Task instructions:
• a. Copy the Land Rover article word for word, from "Take, for example, the" to "feeling rather smug.".
• b. The Land Rover article names engines that have replaced the standard two-and-a-quarter petrol engine in Series Land Rovers. List all of them.

Times are changing, says John
According to ancient Greek philosopher Heraclitus, ‘evernewer waters flow on those who step in the same rivers’. Meaning things are always changing. Which, when you think, is very true in the Land Rover scene.
Take, for example, the choice of engines being shoehorned into Series Land Rovers. Over the years we’ve seen the ubiquitous standard two-and-a-quarter petrol engine eschewed in favour of lumps like the Rover V8, Ford V6, Perkins Prima diesel and, more recently, the very-easy-to-fit Tdi engines salvaged from scrapped Discoverys. All have their merits, but none runs as smoothly as a well set-up two-and-a-quarter. Many owners seem to agree and there’s an increasing tendency to refit the original four-cylinder petrol. Those who kept their old engines are now feeling rather smug.
Originality has long been an obsession with earlier models but now it’s increasing among Defender owners. That ultimate Meccano set has seen so much bolted to it over the years: chequerplate, winches at both ends, raised air intakes, roof racks, roof tents, additional lights, bigger wheels and tyres, blinginess and big engines. And suspension trends have seen Defenders sitting increasingly taller, with on-road capability and propshaft joint angles stretched beyond their limits. All are being replaced by standard components. Moreover, where once a dented panel was seen as character, there’s now a reluctance to take them greenlaning for fear of damage.

Supplied information:
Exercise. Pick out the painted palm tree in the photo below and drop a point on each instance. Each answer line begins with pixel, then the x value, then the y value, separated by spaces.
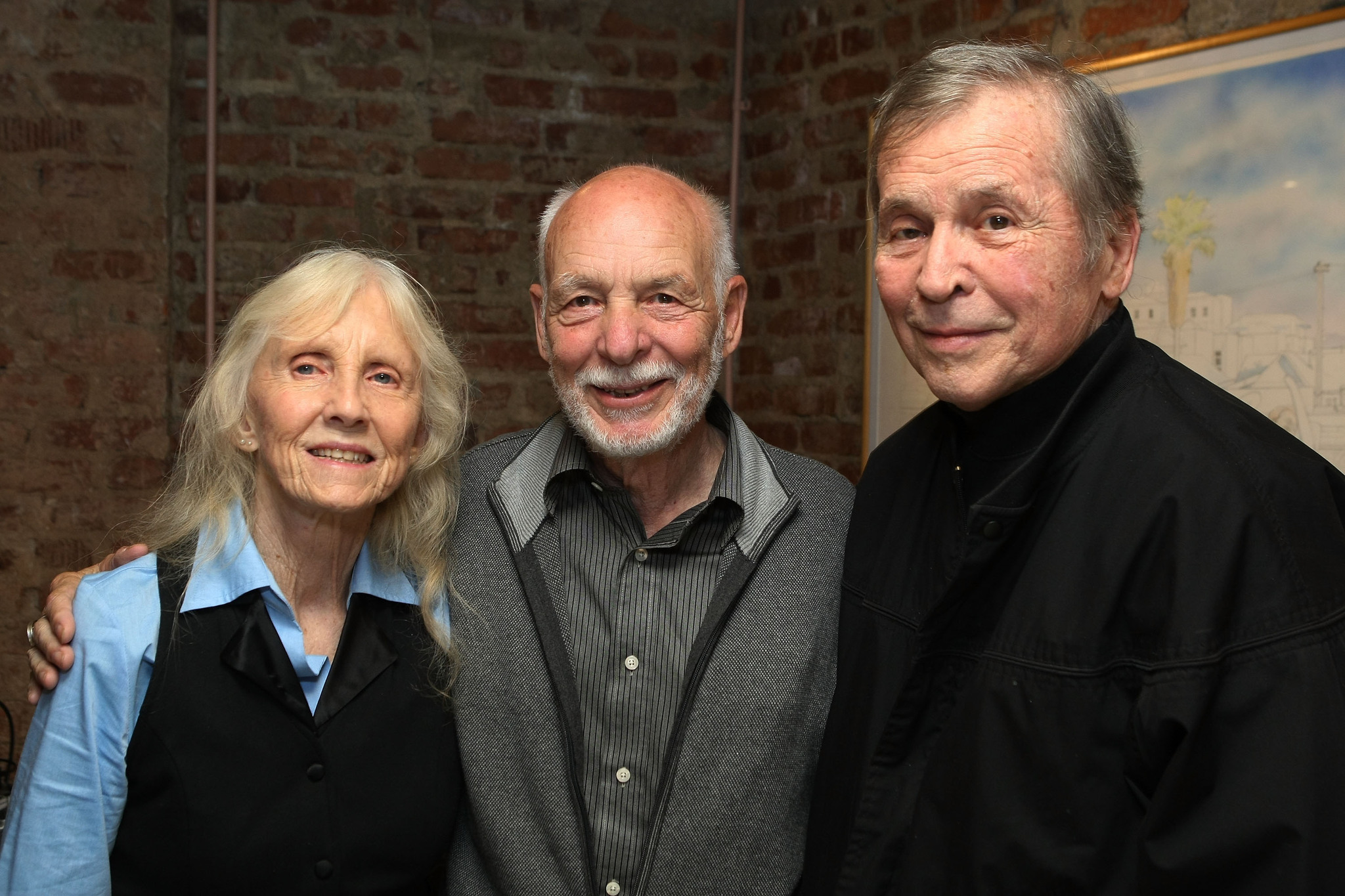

Solutions by task:
• a.
Take, for example, the choice of engines being shoehorned into Series Land Rovers. Over the years we’ve seen the ubiquitous standard two-and-a-quarter petrol engine eschewed in favour of lumps like the Rover V8, Ford V6, Perkins Prima diesel and, more recently, the very-easy-to-fit Tdi engines salvaged from scrapped Discoverys. All have their merits, but none runs as smoothly as a well set-up two-and-a-quarter. Many owners seem to agree and there’s an increasing tendency to refit the original four-cylinder petrol. Those who kept their old engines are now feeling rather smug.

• b.
- Rover V8
- Ford V6
- Perkins Prima diesel
- Tdi engines salvaged from scrapped Discoverys